**THE INPUT**
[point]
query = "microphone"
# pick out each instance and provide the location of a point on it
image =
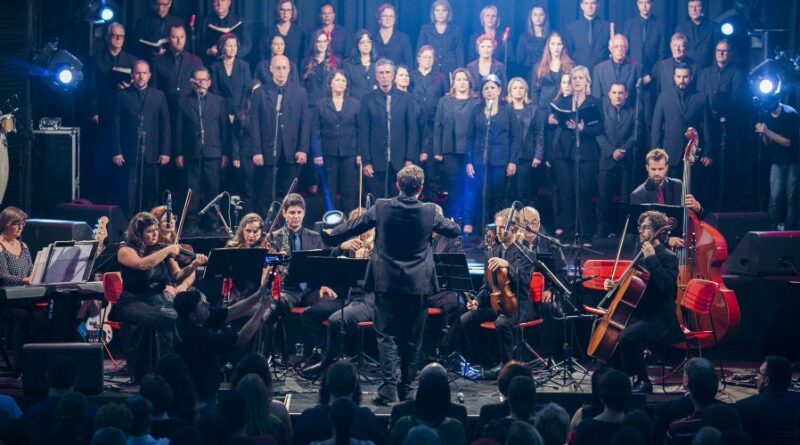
(211, 204)
(169, 209)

**WHAT THE EXERCISE ASKS**
Quote the data above in full and without alteration; skip the pictures.

**EXERCISE OUTPUT**
[point]
query = "microphone"
# pick out each instance and provide the location of a point on it
image =
(211, 204)
(169, 209)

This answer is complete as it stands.